## Exercise tasks
- a) Answer these questions from the essay on motherhood.
(i) What old adage does the essay open with?
(ii) Why, according to the essay, do mothers squeeze in girls' nights?
(iii) What does the essay call the greatest thing mothers get from their mommy network?
- b) Extend the essay on motherhood past its final sentence, keeping its voice.

## Extract to read
Everyone knows the old adage that it takes a village to raise a child. Well, the longer I’m a mother, the more I realize that it also takes a village to raise a mother.
As women and mothers, we need each other, every single day. When our babies are young, we need each other for advice. We turn to each other to learn how to get our little ones on a sleep schedule, what to feed them and how best to nurse.
We rely on each other for playdates to keep our sanity when we’re in that terrible stage where our babies can’t do much but we’re going to go nuts if we have to put the shapes in the shape shorter one more time.
As our kids grow, we arrange carpools, freezer meal swaps and outings to lighten our loads. We pass down clothing, suggestions and expert mother diagnoses on what that weird rash might be. We take turns babysitting so we can see our spouses occasionally, and we squeeze in girls’ nights so we can feel like someone other than Mom once in a while.
In so many ways, we help each other through this journey of motherhood. But perhaps the greatest thing we get from this mommy network is the sense that we’re not alone. Motherhood can be a very isolating job. We work in our homes, and our efforts usually go unnoticed because they’re just prat of the everyday flow of life in our families.

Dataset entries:
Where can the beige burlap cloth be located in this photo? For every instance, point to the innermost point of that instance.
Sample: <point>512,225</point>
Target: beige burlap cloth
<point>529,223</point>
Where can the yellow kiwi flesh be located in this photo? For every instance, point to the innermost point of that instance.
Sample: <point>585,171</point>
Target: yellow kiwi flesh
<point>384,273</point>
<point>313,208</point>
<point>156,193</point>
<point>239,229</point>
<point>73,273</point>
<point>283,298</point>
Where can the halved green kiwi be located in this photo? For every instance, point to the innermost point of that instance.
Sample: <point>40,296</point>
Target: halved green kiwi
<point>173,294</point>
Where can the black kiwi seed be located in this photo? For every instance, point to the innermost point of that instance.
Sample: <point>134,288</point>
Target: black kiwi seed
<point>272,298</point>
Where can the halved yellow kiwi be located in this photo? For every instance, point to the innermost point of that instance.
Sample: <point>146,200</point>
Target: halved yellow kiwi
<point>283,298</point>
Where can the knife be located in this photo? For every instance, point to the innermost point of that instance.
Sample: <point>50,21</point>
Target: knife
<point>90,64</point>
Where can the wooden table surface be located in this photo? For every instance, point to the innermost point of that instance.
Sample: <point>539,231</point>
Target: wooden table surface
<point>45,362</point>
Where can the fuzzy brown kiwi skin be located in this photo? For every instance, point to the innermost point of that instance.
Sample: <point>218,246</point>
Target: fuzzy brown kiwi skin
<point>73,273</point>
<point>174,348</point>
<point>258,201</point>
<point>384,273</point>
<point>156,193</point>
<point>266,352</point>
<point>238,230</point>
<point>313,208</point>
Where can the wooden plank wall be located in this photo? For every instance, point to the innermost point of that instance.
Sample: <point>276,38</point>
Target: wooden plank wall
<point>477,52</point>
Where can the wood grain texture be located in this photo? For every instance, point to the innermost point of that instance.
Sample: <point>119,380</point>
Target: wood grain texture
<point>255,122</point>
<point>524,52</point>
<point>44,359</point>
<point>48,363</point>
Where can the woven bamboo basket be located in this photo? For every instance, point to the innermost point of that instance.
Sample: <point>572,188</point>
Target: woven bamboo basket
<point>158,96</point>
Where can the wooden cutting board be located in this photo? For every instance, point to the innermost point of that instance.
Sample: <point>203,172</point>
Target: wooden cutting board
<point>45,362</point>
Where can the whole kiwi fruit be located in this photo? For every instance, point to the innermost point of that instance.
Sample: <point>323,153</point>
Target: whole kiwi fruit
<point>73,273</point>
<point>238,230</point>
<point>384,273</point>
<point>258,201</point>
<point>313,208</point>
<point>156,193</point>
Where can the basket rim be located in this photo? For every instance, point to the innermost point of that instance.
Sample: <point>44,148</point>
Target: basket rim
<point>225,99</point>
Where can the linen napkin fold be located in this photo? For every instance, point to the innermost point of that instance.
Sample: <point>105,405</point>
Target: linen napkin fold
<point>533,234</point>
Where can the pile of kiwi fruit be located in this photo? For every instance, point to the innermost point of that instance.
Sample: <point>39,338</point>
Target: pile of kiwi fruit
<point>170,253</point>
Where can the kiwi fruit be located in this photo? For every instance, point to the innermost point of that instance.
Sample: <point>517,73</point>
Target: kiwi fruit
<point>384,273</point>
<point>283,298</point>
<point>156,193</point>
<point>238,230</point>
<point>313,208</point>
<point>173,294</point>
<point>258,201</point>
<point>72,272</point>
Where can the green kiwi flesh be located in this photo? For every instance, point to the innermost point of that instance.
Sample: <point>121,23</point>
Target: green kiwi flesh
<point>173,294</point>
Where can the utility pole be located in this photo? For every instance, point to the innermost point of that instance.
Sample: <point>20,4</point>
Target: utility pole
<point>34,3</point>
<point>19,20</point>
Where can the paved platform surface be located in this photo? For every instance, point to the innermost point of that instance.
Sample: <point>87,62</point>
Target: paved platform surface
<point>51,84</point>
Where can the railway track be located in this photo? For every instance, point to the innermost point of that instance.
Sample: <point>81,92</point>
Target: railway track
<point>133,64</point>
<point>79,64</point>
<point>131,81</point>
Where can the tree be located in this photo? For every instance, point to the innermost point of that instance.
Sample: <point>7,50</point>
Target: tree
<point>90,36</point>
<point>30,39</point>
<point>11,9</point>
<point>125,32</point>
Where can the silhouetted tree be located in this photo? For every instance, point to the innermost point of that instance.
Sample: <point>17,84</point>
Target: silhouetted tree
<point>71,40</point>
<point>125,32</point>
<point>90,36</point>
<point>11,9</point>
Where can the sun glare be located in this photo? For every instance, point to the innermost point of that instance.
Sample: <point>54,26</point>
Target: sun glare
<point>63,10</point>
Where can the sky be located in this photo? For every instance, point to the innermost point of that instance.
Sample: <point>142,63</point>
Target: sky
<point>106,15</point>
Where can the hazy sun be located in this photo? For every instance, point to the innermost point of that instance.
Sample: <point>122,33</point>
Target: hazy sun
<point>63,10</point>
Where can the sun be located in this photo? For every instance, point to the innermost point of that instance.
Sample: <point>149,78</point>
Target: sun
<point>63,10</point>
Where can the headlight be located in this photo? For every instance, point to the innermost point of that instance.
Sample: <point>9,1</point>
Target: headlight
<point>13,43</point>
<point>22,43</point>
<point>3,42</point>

...

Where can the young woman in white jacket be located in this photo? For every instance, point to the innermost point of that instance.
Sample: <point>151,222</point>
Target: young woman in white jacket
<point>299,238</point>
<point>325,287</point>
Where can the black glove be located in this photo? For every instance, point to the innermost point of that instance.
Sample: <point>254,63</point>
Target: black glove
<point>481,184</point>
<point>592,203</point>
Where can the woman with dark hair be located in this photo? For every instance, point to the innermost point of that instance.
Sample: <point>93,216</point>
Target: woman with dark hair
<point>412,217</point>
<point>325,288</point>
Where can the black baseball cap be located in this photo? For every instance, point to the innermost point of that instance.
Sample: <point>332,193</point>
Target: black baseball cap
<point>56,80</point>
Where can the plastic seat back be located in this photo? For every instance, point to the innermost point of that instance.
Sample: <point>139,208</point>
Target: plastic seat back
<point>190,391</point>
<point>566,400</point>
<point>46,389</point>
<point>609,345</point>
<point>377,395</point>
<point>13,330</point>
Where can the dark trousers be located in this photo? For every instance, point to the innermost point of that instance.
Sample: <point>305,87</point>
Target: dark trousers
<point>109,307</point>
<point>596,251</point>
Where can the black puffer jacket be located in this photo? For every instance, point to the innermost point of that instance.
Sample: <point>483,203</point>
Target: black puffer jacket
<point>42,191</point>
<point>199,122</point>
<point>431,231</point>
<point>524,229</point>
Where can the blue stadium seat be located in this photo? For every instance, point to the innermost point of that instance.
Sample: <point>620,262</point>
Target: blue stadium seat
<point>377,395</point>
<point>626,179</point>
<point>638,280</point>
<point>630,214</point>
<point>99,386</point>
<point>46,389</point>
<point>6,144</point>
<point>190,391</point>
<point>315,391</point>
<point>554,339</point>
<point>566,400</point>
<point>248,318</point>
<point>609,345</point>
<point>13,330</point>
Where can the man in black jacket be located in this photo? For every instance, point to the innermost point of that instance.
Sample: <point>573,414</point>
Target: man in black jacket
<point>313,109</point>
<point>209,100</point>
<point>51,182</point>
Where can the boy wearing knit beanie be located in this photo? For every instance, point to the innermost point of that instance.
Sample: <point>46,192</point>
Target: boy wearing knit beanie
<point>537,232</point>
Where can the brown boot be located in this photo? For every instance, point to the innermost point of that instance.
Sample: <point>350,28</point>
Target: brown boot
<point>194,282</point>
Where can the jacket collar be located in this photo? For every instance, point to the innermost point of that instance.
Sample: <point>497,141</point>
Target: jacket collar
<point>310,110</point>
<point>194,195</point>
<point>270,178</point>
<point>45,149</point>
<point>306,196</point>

==

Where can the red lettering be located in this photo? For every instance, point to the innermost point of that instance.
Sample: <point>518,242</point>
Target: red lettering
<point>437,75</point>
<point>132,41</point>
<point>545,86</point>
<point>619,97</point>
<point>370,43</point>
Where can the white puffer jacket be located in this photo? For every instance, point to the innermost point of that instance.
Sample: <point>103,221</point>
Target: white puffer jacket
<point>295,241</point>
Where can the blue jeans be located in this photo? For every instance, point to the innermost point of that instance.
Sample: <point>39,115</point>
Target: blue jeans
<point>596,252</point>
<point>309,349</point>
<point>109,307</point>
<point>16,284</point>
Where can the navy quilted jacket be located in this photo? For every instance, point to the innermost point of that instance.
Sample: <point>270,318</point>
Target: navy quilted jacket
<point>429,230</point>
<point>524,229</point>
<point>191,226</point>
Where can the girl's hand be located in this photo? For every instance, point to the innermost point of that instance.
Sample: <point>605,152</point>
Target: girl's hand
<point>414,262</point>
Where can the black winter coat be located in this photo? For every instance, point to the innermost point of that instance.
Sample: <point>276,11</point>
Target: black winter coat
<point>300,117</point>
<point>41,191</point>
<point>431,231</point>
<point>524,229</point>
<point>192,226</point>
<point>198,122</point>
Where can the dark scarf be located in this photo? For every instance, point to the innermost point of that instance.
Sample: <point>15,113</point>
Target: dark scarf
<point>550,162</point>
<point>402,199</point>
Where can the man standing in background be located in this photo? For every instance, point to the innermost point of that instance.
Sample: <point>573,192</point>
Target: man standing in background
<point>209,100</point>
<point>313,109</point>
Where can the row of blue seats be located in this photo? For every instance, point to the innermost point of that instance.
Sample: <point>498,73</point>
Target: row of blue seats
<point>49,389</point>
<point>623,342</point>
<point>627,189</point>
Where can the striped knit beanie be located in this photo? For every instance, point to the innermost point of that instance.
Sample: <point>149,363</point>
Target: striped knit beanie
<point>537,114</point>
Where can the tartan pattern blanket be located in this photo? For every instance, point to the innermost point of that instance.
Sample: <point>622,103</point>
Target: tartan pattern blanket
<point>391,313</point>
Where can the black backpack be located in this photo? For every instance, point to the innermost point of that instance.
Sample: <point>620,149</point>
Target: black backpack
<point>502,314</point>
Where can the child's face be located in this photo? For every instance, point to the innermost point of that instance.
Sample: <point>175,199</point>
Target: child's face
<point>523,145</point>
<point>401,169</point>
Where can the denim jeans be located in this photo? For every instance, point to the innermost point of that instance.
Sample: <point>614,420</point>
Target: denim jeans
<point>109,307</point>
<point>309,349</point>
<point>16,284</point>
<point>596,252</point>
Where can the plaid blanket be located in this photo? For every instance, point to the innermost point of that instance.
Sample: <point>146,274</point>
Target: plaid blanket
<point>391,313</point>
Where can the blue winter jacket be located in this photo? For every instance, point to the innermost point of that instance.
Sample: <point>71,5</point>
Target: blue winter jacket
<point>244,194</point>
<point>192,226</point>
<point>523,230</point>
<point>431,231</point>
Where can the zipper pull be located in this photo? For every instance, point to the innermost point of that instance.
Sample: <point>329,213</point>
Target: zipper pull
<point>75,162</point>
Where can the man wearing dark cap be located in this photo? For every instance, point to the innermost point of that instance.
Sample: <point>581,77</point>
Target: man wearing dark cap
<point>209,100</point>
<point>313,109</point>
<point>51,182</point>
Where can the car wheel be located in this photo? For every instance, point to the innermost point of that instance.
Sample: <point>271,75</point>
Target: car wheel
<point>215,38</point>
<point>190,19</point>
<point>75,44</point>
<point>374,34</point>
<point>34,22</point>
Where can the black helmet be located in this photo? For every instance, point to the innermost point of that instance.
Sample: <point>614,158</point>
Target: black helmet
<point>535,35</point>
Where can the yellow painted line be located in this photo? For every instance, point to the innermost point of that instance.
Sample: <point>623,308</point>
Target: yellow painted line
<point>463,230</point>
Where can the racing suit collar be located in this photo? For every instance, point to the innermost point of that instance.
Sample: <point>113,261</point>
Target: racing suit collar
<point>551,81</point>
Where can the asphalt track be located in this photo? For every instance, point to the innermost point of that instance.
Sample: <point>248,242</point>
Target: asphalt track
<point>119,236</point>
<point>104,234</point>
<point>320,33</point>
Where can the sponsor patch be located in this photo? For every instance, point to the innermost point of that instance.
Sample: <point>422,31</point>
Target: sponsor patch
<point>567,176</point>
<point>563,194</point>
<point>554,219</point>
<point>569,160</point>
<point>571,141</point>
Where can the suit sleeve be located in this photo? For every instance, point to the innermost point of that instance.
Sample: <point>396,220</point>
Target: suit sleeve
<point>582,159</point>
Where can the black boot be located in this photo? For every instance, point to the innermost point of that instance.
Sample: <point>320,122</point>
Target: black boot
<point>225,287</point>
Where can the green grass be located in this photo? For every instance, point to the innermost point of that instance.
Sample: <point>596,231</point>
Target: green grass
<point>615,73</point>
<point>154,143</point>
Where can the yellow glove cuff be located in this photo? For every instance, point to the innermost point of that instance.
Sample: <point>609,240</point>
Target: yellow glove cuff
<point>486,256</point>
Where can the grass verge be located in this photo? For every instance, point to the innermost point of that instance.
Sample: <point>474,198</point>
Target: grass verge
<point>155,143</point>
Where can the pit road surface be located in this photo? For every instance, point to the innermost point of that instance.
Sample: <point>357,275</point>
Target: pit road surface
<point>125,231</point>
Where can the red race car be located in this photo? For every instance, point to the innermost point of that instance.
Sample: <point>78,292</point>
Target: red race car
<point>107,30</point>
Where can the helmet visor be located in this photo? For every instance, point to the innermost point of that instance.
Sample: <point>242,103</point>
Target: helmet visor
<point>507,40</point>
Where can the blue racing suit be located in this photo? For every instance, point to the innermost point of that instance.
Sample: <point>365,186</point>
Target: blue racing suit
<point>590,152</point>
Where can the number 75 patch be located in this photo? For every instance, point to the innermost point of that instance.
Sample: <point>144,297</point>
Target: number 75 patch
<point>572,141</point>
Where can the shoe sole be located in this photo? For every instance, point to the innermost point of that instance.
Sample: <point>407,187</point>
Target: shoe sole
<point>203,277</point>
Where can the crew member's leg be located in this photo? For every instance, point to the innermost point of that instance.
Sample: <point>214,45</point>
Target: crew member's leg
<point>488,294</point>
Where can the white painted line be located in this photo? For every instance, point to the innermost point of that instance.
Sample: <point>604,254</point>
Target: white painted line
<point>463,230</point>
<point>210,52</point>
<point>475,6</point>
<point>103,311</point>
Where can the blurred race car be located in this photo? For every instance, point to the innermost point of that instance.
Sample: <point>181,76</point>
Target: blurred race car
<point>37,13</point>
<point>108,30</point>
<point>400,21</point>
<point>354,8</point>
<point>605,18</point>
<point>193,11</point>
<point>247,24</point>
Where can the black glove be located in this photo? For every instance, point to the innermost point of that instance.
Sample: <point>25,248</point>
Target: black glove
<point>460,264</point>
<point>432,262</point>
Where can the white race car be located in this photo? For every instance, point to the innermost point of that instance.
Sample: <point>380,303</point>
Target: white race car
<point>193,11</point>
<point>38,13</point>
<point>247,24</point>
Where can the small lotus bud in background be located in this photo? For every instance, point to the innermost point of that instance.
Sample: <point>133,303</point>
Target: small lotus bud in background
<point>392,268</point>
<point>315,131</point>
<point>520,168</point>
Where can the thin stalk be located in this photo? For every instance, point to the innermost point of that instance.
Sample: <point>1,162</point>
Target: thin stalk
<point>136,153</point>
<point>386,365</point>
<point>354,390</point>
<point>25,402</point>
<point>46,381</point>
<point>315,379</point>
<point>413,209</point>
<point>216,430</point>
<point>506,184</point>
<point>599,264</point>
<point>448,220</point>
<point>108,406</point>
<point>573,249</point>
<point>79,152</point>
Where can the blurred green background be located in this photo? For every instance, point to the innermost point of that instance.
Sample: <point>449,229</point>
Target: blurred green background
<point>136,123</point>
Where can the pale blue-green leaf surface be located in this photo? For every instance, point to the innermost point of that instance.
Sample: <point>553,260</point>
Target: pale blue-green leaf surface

## Answers for the exercise
- a)
(i) It takes a village to raise a child.
(ii) So they can feel like someone other than Mom once in a while.
(iii) The sense that they're not alone.

- b)
So we turn to each other, for support, for affirmation, for a reminder that we’re all just doing the best we can. We’re finding our way together, stumbling, failing and helping each other back up.
In the last two years, the shape of my motherhood has shifted somewhat after news that my first book would be published. This was my dream, and I wasn’t sure how I could make it all work while still being the kind of mother I wanted to be for my children.
Enter my village. My neighbors and friends rallied around me with offers of help. They watched my kids after school. They brought me dinners. They laughed with me, cried with me and were there at a moment’s notice when I needed help.

And last week, when that book officially launched into the world, they showed up to celebrate my achievement. And like mothers do, they showed up early to help set up and stayed late to help clean. One even curled my hair, and some dressed up to look like the cover of my book, “Scars Like Wings.”
As I looked out at their smiling faces, I was reminded again how much we all need each other. As mothers. As humans. I can’t do this journey alone, and thankfully, I don’t have to. No matter what, I have my village of mothers — of women — by my side.